A green-ish recovery
The UK is co-hosting the next, crucial round of climate negotiations, where the Paris Agreement will be put to the test. Consequently, there will be global scrutiny of climate-related spending in this budget – particularly as the UK’s recent support for new gas infrastructure and approval of a new coal mine have raised questions about its commitment to net-zero emissions.
The budget consolidates the UK’s climate leadership on many important fronts. Most notably, the chancellor confirmed that the Bank of England’s remit includes the transition to net-zero emissions. Already globally recognised for its pioneering work towards climate-proofing the financial system (from 57:55), this announcement authorises much bolder action to tackle climate-related financial risks through improved monitoring and disclosure. It will also enable the expansion of the supply of green finance through favourable capital and liquidity requirements.
The budget also commits to investing in green infrastructure and a green industrial revolution, with a new development bank based in Leeds to play a catalytic role in mobilising private finance. While there is an unquestionable need to upgrade and decarbonise Britain’s infrastructure, the announcement raised eyebrows among those who remember the short-lived Green Investment Bank – launched in 2012 and sold off in 2016. Of course, a lot has happened since 2016.
There is also much to regret in this budget.
The transport sector accounted for over a third of the UK’s emissions in 2019. Yet the budget freezes fuel duties for the 10th year in a row and the government’s plan to spend £27 billion on roads between 2020 and 2025 continues apace. The unstinting support for cars at the expense of mass transit, cycling and walking is not compatible with the UK’s net-zero targets – but it also carries costs today. Most urgently in the current pandemic, air pollution exceeds legal limits in 75% of urban areas. Exposure to toxic air contributes to chronic conditions such asthma, lung cancer and cardiovascular disease, and increases the risk of dying from Covid-19.

▬▬▬▬▬▬

• _PROMPT_: Please reproduce the passage on the budget's climate spending in full, word for word. The entries that come next have nothing to do with the passage on the budget's climate spending.

▬▬▬▬▬▬

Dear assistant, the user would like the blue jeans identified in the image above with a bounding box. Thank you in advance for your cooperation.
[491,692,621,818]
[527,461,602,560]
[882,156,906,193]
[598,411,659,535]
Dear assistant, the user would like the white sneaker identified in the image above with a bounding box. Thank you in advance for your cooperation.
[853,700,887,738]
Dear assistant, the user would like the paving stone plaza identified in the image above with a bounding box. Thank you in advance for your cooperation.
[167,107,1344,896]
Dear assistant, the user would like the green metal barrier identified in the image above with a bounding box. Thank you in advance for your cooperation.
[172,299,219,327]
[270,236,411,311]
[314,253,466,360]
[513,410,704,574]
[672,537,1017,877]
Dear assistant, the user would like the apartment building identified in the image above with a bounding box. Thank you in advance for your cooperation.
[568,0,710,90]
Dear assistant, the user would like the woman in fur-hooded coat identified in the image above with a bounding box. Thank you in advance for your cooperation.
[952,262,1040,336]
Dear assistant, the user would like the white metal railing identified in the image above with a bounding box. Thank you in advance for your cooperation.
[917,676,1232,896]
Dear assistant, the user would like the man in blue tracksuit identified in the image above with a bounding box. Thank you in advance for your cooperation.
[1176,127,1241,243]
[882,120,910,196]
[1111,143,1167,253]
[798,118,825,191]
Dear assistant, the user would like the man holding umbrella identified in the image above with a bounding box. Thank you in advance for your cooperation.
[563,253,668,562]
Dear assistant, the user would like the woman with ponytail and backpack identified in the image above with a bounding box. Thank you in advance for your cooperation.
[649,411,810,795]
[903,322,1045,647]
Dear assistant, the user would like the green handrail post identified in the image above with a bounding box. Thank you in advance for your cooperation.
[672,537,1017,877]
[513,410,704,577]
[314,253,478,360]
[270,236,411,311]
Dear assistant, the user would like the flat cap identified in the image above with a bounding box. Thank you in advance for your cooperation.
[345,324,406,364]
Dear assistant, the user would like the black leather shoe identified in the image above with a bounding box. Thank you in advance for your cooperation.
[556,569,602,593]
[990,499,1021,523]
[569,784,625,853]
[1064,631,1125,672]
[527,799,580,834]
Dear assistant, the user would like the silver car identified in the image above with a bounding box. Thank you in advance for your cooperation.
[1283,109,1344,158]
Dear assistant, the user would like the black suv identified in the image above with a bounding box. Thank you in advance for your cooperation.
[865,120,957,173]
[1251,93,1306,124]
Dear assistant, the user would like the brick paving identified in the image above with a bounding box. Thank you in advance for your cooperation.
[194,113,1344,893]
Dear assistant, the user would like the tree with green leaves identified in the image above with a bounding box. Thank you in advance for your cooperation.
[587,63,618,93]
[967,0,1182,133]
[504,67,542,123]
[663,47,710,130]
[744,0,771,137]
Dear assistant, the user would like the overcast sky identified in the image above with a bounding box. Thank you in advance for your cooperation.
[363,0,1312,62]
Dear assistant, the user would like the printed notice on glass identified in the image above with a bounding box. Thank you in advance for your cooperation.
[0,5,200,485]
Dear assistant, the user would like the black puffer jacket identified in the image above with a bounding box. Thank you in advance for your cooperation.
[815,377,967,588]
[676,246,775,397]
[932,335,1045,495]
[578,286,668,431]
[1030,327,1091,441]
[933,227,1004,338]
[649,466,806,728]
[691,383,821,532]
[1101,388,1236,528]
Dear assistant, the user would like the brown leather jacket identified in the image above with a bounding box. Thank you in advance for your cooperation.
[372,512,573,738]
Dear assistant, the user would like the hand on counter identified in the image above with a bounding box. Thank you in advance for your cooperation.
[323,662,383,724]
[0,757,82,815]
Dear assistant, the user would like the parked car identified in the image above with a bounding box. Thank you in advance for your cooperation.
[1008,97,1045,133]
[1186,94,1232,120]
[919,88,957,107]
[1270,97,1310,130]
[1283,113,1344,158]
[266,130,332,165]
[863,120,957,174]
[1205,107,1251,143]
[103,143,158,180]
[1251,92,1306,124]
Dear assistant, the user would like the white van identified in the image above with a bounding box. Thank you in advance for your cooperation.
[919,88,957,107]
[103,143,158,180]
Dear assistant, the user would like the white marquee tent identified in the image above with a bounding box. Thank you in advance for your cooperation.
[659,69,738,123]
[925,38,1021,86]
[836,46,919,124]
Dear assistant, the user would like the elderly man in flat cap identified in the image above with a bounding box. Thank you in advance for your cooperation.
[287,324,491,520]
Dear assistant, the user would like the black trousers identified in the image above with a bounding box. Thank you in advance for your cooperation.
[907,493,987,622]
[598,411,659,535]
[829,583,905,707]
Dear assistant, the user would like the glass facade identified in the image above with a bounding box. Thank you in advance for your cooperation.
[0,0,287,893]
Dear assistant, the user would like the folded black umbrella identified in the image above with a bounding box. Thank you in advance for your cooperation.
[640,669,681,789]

▬▬▬▬▬▬

• _RESULT FOR THIS TASK_:
A green-ish recovery
The UK is co-hosting the next, crucial round of climate negotiations, where the Paris Agreement will be put to the test. Consequently, there will be global scrutiny of climate-related spending in this budget – particularly as the UK’s recent support for new gas infrastructure and approval of a new coal mine have raised questions about its commitment to net-zero emissions.
The budget consolidates the UK’s climate leadership on many important fronts. Most notably, the chancellor confirmed that the Bank of England’s remit includes the transition to net-zero emissions. Already globally recognised for its pioneering work towards climate-proofing the financial system (from 57:55), this announcement authorises much bolder action to tackle climate-related financial risks through improved monitoring and disclosure. It will also enable the expansion of the supply of green finance through favourable capital and liquidity requirements.
The budget also commits to investing in green infrastructure and a green industrial revolution, with a new development bank based in Leeds to play a catalytic role in mobilising private finance. While there is an unquestionable need to upgrade and decarbonise Britain’s infrastructure, the announcement raised eyebrows among those who remember the short-lived Green Investment Bank – launched in 2012 and sold off in 2016. Of course, a lot has happened since 2016.
There is also much to regret in this budget.
The transport sector accounted for over a third of the UK’s emissions in 2019. Yet the budget freezes fuel duties for the 10th year in a row and the government’s plan to spend £27 billion on roads between 2020 and 2025 continues apace. The unstinting support for cars at the expense of mass transit, cycling and walking is not compatible with the UK’s net-zero targets – but it also carries costs today. Most urgently in the current pandemic, air pollution exceeds legal limits in 75% of urban areas. Exposure to toxic air contributes to chronic conditions such asthma, lung cancer and cardiovascular disease, and increases the risk of dying from Covid-19.